_Your instructions_
Please return the full Title IX press release below word for word, from its headline through its final sentence.
-- start of Document passage --
Attorney General Platkin Co-Leads National Effort to Defend Title IX’s Protections for Students

New Jersey, Multistate Coalition File Briefs in Six Lawsuits Attempting to Halt Education Department’s Final Rule Protecting Students from Sex-Based Discrimination

For Immediate Release: June 25, 2024

Office of the Attorney General
– Matthew J. Platkin, Attorney General
Division on Civil Rights
– Sundeep Iyer, Director
Division of Law
Michael T.G. Long, Director

For Further Information:

Media Inquiries-
Allison Inserro,

Amicus Briefs:

Alabama v. Cardona | Louisiana v. Cardona | Texas v. U.S. Department of Education
Kansas v. U.S. Department of Education | Arkansas v. U.S. Department of Education
Carroll Independent School District v. U.S. Department of Education

TRENTON – Attorney General Matthew J. Platkin announced that New Jersey, California, and Pennsylvania have filed another set of amicus briefs in federal courts across the country this month to defend Title IX’s protections of students from sex-based discrimination and harassment in education.

Attorney General Platkin, the Division on Civil Rights (DCR), and their state partners are seeking to protect the rights of students in schools and colleges nationwide from yet another set of federal court challenges to the U.S. Department of Education’s Final Rule, Nondiscrimination on the Basis of Sex in Education Programs or Activities Receiving Federal Financial Assistance, which explicitly protects transgender students from sex discrimination and harassment based on gender identity and which reverses the prior administration’s 2020 Rule that rolled back Title IX’s sexual harassment protections for all students. As part of its ongoing efforts to protect students from discrimination, New Jersey co-led amicus briefs filed in Alabama, Kansas, Louisiana, Missouri, and Texas this month.
-- end of Document passage --
-- start of Raw data --
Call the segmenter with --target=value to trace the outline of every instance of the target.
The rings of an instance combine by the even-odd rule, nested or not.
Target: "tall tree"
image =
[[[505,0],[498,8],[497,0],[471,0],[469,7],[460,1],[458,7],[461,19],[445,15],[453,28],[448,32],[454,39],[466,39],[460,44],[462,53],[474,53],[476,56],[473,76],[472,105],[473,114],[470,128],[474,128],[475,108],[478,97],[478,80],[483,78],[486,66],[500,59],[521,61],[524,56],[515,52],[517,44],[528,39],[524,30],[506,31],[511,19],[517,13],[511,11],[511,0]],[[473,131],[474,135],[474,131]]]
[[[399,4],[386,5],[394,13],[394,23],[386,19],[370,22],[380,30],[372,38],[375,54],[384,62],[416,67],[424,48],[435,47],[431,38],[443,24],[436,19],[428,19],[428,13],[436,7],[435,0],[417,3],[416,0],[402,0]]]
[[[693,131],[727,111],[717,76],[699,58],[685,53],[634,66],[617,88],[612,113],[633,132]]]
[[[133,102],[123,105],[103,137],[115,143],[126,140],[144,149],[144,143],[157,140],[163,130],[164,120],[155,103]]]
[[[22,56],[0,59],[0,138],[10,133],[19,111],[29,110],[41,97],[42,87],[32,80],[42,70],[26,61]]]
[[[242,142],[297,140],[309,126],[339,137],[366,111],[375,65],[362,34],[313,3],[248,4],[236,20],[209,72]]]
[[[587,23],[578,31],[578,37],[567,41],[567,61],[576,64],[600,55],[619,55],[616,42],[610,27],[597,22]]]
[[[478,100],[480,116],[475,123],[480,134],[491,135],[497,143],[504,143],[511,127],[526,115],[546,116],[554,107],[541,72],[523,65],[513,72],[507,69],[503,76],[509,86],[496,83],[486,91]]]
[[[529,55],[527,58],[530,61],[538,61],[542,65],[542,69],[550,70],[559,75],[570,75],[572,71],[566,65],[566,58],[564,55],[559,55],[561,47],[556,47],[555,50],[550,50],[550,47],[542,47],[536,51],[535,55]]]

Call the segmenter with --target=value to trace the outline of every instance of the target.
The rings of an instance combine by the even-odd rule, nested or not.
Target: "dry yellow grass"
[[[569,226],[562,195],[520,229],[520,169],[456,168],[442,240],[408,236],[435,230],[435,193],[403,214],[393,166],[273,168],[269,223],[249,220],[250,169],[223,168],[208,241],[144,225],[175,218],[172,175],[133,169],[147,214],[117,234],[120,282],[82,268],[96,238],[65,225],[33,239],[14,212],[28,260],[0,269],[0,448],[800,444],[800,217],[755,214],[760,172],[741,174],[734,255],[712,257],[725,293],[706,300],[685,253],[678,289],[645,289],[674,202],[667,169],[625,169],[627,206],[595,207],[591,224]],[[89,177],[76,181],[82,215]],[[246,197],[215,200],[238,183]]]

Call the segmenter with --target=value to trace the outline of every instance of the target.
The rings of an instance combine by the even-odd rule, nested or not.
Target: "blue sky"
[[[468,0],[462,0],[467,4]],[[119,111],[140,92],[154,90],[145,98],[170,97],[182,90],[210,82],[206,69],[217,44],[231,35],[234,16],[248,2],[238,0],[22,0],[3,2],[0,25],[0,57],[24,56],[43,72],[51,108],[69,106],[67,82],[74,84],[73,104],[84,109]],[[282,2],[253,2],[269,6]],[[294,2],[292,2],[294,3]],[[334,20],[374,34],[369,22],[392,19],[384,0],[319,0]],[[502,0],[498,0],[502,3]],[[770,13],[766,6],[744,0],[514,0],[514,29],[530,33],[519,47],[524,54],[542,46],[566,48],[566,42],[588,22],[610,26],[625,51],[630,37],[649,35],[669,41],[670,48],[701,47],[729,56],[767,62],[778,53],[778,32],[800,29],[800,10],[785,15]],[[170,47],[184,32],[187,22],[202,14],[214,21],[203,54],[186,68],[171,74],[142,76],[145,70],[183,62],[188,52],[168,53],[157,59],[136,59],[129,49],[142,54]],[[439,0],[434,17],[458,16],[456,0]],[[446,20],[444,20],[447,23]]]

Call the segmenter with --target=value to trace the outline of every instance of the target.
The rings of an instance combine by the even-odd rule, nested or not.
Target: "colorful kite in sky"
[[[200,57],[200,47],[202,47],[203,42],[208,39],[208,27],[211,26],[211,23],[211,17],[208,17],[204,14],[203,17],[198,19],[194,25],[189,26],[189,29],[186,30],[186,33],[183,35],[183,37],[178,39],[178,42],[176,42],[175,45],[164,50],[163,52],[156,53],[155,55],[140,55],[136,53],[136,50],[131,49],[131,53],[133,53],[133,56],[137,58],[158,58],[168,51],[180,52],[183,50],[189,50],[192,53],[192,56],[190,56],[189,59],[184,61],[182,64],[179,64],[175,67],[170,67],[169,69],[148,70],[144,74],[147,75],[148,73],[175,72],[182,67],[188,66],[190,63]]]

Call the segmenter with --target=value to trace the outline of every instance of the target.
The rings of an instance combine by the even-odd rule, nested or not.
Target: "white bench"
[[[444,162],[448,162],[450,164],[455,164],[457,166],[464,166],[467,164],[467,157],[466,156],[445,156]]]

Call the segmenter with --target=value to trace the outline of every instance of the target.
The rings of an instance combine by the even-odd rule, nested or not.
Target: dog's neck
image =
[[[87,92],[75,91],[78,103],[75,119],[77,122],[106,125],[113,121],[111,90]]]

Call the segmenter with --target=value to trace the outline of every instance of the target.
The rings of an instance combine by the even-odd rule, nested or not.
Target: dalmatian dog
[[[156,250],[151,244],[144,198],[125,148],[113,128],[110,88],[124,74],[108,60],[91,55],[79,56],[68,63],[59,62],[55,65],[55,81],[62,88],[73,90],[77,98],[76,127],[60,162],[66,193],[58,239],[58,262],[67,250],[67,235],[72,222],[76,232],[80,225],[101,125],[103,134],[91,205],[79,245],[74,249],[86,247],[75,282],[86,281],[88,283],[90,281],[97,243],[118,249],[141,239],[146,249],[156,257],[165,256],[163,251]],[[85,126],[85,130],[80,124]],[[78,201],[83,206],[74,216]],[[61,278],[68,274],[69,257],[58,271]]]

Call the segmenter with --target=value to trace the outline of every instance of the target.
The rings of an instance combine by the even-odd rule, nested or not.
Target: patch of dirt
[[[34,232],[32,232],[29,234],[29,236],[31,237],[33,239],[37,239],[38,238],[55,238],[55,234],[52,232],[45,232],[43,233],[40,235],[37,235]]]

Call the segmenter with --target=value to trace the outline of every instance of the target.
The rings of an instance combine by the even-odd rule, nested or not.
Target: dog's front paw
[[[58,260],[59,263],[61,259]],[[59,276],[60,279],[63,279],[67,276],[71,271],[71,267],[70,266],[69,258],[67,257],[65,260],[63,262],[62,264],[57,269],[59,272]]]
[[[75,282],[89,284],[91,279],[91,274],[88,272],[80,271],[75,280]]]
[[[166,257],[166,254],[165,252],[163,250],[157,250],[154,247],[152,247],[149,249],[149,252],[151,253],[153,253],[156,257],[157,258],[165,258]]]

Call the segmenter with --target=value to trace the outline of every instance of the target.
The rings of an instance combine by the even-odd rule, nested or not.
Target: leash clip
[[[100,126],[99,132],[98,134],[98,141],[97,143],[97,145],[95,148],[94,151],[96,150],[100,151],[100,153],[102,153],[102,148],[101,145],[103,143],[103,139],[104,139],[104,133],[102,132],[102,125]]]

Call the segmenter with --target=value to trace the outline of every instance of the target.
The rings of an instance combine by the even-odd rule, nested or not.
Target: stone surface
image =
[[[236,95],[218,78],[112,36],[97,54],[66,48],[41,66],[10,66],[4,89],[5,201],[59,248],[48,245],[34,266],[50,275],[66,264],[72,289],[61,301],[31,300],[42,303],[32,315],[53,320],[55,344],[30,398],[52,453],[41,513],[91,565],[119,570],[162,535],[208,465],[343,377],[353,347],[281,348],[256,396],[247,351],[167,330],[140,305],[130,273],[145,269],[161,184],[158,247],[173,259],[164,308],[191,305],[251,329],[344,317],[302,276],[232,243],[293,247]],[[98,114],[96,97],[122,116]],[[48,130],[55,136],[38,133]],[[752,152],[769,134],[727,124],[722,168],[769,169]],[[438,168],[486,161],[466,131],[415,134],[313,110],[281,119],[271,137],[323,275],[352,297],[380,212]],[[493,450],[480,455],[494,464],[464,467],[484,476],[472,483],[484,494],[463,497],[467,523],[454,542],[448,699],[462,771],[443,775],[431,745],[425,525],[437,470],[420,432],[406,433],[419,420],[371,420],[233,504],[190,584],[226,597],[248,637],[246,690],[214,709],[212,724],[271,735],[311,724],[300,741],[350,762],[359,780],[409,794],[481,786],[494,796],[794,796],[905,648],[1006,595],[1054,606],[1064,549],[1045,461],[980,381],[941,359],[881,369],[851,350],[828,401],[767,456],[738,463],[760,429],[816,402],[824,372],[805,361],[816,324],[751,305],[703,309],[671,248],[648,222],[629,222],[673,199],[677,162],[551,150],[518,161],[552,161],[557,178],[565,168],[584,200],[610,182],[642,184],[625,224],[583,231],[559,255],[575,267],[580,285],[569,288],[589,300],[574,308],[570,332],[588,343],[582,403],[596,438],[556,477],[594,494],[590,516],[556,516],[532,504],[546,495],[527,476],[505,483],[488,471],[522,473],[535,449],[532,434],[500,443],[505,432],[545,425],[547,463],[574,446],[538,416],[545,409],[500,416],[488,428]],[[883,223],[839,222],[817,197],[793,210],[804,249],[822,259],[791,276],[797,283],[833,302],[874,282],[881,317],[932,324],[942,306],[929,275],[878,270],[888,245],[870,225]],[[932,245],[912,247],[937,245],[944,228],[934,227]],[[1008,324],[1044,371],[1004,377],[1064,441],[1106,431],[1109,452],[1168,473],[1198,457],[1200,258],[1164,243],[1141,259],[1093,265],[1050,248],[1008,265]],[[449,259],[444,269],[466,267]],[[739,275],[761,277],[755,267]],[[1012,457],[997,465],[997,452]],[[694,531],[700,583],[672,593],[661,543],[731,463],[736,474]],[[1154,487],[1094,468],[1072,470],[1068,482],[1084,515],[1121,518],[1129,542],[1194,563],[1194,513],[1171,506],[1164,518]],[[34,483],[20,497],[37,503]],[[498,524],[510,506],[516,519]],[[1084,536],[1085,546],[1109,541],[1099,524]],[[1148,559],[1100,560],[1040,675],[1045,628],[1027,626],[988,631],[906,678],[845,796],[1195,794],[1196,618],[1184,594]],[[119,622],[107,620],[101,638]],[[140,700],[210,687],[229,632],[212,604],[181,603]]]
-- end of Raw data --
_Answer to the problem_
Attorney General Platkin Co-Leads National Effort to Defend Title IX’s Protections for Students

New Jersey, Multistate Coalition File Briefs in Six Lawsuits Attempting to Halt Education Department’s Final Rule Protecting Students from Sex-Based Discrimination

For Immediate Release: June 25, 2024

Office of the Attorney General
– Matthew J. Platkin, Attorney General
Division on Civil Rights
– Sundeep Iyer, Director
Division of Law
Michael T.G. Long, Director

For Further Information:

Media Inquiries-
Allison Inserro,

Amicus Briefs:

Alabama v. Cardona | Louisiana v. Cardona | Texas v. U.S. Department of Education
Kansas v. U.S. Department of Education | Arkansas v. U.S. Department of Education
Carroll Independent School District v. U.S. Department of Education

TRENTON – Attorney General Matthew J. Platkin announced that New Jersey, California, and Pennsylvania have filed another set of amicus briefs in federal courts across the country this month to defend Title IX’s protections of students from sex-based discrimination and harassment in education.

Attorney General Platkin, the Division on Civil Rights (DCR), and their state partners are seeking to protect the rights of students in schools and colleges nationwide from yet another set of federal court challenges to the U.S. Department of Education’s Final Rule, Nondiscrimination on the Basis of Sex in Education Programs or Activities Receiving Federal Financial Assistance, which explicitly protects transgender students from sex discrimination and harassment based on gender identity and which reverses the prior administration’s 2020 Rule that rolled back Title IX’s sexual harassment protections for all students. As part of its ongoing efforts to protect students from discrimination, New Jersey co-led amicus briefs filed in Alabama, Kansas, Louisiana, Missouri, and Texas this month.